Tom's note: This was another handwritten 'life history.'  It seems out of place in that it is simply a transcription from a magazine article which was over 80 years old, and it doesn't mention specifically anyone's life or even a connection to Alabama.

The world is growing wiser and larger every day. People have found that in most varieties of hard labor, it is easier to employ the action of the elements than it is to drudge and toil themselves. Hence it is that the steam engine, which is after all that has been said by the inventor of the carbon and caloric and static pressure engine, the only reliable power which can be used in any and all places - is being applied to almost every conceivable variety by manual labor. It is compelled to spin to weave the hammer and drive the plane; it has been harnessed to the car, and hitched to the plow; in short. All the tedious drudgery which our forefathers performed with their own muscles and sinews is now done to a greater or less extent by this ready slave of the human intellect. Muscles tire, but the steam engine never grows weary. So long as it is supplied with food and drink, and properly cared for it will exert its ceaseless energies night and day without rest or sleep, obedient to the slightest beck of its guiding spirit, the engineer.

Hence the want of small portable engines is seriously felt by the public. The farmer wants them to thresh his grain and cut his straw, to saw his wood and as soon as they are properly constructed to draw his plow. The mechanic wants them for the various operations of his workshop, the manufacturer in a similar way wants those that require but little room and can be easily moved about as he may change his residence, and we hope to see the day when they will be made so cheap and portable that almost everybody will have their steam engine, that it will become almost a necessity of the household.
··········
• **GIVEN TASK 1**:
Answer these on the steam engine passage:
(a) According to Tom's note, how old was the magazine article?
(b) What must the steam engine be supplied with so that it keeps working night and day?
(c) What does the farmer want small portable engines for?
The listing that comes next is unrelated to the steam engine passage.

• **PROVIDED ENTRIES**:
··········
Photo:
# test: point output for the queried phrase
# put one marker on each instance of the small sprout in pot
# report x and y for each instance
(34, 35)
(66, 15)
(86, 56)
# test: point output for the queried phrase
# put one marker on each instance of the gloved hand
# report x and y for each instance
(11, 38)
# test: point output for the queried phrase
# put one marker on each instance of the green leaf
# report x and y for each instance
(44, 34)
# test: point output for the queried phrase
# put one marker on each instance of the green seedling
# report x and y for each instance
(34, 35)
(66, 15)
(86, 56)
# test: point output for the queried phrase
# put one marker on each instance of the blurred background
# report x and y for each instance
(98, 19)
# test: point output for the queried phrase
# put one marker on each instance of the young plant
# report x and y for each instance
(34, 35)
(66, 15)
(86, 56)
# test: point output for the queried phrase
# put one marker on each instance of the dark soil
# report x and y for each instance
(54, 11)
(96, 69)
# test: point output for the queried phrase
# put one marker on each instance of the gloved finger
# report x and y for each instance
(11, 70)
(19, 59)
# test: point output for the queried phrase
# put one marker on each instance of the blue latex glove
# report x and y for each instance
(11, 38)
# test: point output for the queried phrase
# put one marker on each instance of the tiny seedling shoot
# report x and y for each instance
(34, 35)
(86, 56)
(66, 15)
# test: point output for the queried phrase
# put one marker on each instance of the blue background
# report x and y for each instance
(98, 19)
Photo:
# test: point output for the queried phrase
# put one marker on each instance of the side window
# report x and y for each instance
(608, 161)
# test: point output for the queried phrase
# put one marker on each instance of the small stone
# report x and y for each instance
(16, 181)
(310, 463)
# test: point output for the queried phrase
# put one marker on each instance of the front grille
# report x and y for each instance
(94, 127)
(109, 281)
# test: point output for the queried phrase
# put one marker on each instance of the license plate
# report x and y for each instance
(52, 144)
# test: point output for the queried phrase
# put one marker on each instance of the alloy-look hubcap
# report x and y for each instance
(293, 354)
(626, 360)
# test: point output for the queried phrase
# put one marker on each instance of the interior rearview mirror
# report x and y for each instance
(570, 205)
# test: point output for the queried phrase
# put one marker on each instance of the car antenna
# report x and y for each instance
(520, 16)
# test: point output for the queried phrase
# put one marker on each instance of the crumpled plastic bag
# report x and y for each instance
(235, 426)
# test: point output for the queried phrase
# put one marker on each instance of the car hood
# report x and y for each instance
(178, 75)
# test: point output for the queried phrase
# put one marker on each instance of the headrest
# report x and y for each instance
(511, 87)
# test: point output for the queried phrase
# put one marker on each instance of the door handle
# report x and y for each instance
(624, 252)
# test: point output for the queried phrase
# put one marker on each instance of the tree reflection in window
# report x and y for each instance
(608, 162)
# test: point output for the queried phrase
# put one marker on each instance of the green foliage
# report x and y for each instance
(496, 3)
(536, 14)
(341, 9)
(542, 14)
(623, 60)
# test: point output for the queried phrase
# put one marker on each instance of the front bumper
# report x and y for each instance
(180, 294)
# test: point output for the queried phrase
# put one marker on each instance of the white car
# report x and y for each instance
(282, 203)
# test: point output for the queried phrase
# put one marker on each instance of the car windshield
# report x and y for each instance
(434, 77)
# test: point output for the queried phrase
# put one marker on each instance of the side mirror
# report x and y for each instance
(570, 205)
··········
• **GIVEN TASK 2**: Collect every line of the listing that contains the word "front".

• **CORRECT ANSWER 1**:
(a) Over 80 years old.
(b) Food and drink, and it must be properly cared for.
(c) To thresh his grain, cut his straw, saw his wood, and, once they are properly constructed, draw his plow.

• **CORRECT ANSWER 2**:
# put one marker on each instance of the front grille
# put one marker on each instance of the front bumper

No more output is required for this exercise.